(Beginning of EXTRACTED DATA)

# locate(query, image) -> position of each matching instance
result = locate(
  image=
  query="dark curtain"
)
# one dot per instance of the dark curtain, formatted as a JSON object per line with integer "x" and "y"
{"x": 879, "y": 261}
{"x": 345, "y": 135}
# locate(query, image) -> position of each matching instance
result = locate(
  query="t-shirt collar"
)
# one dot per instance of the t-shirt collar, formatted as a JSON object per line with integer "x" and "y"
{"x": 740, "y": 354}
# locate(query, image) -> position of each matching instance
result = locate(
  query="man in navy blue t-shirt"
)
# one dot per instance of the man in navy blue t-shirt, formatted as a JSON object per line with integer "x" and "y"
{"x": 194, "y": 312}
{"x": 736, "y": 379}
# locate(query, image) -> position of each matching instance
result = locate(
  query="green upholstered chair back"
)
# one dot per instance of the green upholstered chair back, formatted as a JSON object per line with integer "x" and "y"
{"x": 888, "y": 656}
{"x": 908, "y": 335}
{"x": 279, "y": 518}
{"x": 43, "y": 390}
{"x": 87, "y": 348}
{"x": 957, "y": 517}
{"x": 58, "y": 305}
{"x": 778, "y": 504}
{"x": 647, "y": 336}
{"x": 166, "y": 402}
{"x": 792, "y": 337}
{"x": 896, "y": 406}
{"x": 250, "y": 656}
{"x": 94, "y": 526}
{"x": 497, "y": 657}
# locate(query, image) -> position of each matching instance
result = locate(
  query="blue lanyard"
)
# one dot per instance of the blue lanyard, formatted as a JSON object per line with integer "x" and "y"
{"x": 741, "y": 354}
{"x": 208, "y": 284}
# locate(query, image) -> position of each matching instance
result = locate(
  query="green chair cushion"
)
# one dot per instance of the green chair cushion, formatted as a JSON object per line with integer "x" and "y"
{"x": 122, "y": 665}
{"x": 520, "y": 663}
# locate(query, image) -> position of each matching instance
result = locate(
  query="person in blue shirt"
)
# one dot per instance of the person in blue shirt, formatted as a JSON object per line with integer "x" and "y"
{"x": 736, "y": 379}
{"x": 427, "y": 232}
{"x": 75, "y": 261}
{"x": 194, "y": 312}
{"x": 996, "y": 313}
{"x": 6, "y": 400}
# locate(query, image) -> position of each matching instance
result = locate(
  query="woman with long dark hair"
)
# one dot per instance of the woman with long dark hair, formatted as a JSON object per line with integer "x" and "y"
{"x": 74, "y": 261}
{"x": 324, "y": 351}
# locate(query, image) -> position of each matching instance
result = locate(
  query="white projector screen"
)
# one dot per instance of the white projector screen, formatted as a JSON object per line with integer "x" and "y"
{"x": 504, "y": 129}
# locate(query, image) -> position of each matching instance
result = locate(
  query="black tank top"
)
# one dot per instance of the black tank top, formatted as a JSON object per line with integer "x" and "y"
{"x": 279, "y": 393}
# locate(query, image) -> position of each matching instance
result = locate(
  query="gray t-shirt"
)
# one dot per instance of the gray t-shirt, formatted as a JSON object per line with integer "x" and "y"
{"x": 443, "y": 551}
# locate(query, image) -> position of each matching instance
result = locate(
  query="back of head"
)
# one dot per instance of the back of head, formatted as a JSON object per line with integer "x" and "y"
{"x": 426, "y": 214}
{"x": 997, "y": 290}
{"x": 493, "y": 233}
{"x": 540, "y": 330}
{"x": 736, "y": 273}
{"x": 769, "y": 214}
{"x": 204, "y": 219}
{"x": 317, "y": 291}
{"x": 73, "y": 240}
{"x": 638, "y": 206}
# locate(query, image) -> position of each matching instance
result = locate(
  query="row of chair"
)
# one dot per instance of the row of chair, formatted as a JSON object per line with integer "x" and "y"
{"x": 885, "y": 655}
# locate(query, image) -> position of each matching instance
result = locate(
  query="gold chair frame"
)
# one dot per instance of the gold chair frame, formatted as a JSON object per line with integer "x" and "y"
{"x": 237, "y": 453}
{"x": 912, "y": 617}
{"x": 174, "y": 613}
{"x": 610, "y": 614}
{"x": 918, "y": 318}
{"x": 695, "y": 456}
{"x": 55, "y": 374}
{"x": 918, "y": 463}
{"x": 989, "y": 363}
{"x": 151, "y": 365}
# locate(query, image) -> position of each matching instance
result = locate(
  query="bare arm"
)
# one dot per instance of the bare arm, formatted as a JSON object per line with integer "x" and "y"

(End of EXTRACTED DATA)

• EXERCISE AIM: Reprint the whole listing above exactly.

• COMPLETED TASK:
# locate(query, image) -> position of each matching instance
result = locate(
  image=
  query="dark curtain"
)
# one dot per instance of the dark curtain, formatted as a JSON object per line with integer "x" and "y"
{"x": 879, "y": 261}
{"x": 345, "y": 135}
# locate(query, image) -> position of each matching instance
result = locate(
  query="t-shirt collar"
)
# one dot per instance of the t-shirt collar, formatted as a JSON object per line with integer "x" and "y"
{"x": 740, "y": 354}
# locate(query, image) -> position of each matching instance
result = locate(
  query="man in navy blue t-shirt"
)
# one dot per instance of the man in navy blue t-shirt, formatted as a JSON object per line with integer "x" and "y"
{"x": 194, "y": 312}
{"x": 736, "y": 379}
# locate(query, image) -> position of each matching instance
result = locate(
  query="green upholstered chair back"
)
# one dot per instance of the green upholstered chair back, formatted as a JSON object per line with integer "x" and "y"
{"x": 888, "y": 656}
{"x": 908, "y": 335}
{"x": 279, "y": 518}
{"x": 43, "y": 390}
{"x": 87, "y": 348}
{"x": 957, "y": 517}
{"x": 58, "y": 305}
{"x": 778, "y": 504}
{"x": 647, "y": 336}
{"x": 166, "y": 402}
{"x": 792, "y": 337}
{"x": 896, "y": 406}
{"x": 250, "y": 656}
{"x": 94, "y": 526}
{"x": 497, "y": 657}
# locate(query, image) -> position of each matching instance
result = locate(
  query="blue lanyard"
)
# one dot per instance of the blue lanyard, formatted as a JSON object per line with integer "x" and "y"
{"x": 741, "y": 354}
{"x": 208, "y": 284}
# locate(query, image) -> position of each matching instance
result = locate(
  query="green chair cushion"
)
# one dot per instance of the green chair cushion, formatted as a JSON object per line with integer "x" and "y"
{"x": 122, "y": 665}
{"x": 520, "y": 663}
# locate(query, image) -> position of each matching instance
result = locate(
  query="person in blue shirt"
)
# one dot per instance of the person in blue shirt, formatted as a JSON object per line with integer "x" and "y"
{"x": 736, "y": 379}
{"x": 427, "y": 232}
{"x": 75, "y": 261}
{"x": 194, "y": 312}
{"x": 996, "y": 313}
{"x": 6, "y": 400}
# locate(query, image) -> position of each matching instance
result = locate(
  query="woman with long dark hair"
)
# one dot per instance of the woman with long dark hair, formatted as a JSON object per line with integer "x" and "y"
{"x": 74, "y": 261}
{"x": 324, "y": 351}
# locate(query, image) -> position of each matching instance
result = locate(
  query="white projector screen"
)
# one dot per instance of the white projector screen, formatted as a JSON object per line with integer "x" and "y"
{"x": 504, "y": 129}
# locate(query, image) -> position of each matching instance
result = locate(
  query="black tank top"
)
# one dot per instance of the black tank top, formatted as a JSON object per line with integer "x" and "y"
{"x": 279, "y": 393}
# locate(query, image) -> position of each matching instance
result = locate(
  query="gray t-shirt"
)
# one dot per instance of the gray t-shirt, formatted as a JSON object per line with integer "x" and "y"
{"x": 443, "y": 551}
# locate(query, image) -> position of each matching instance
result = locate(
  query="back of head"
)
# one dot per instance of the back of head, formatted as a JSON object per line with integer "x" and "y"
{"x": 426, "y": 214}
{"x": 997, "y": 290}
{"x": 493, "y": 233}
{"x": 540, "y": 330}
{"x": 736, "y": 273}
{"x": 769, "y": 214}
{"x": 204, "y": 219}
{"x": 317, "y": 291}
{"x": 73, "y": 240}
{"x": 638, "y": 206}
# locate(query, image) -> position of each matching instance
result = locate(
  query="row of chair"
)
# one dot per instance of the row of chair, formatted as a JSON object per line with integer "x" and "y"
{"x": 885, "y": 655}
# locate(query, image) -> position of each matching instance
result = locate(
  query="gold chair frame"
)
# one dot per instance of the gold chair frame, formatted as a JSON object per line with integer "x" and "y"
{"x": 237, "y": 453}
{"x": 912, "y": 617}
{"x": 174, "y": 613}
{"x": 610, "y": 614}
{"x": 918, "y": 318}
{"x": 695, "y": 456}
{"x": 55, "y": 374}
{"x": 918, "y": 463}
{"x": 989, "y": 363}
{"x": 151, "y": 365}
# locate(query, image) -> position of each matching instance
result = locate(
  query="bare arm"
)
# one dot per instance of the bare arm, formatted as a JSON object per line with integer "x" and "y"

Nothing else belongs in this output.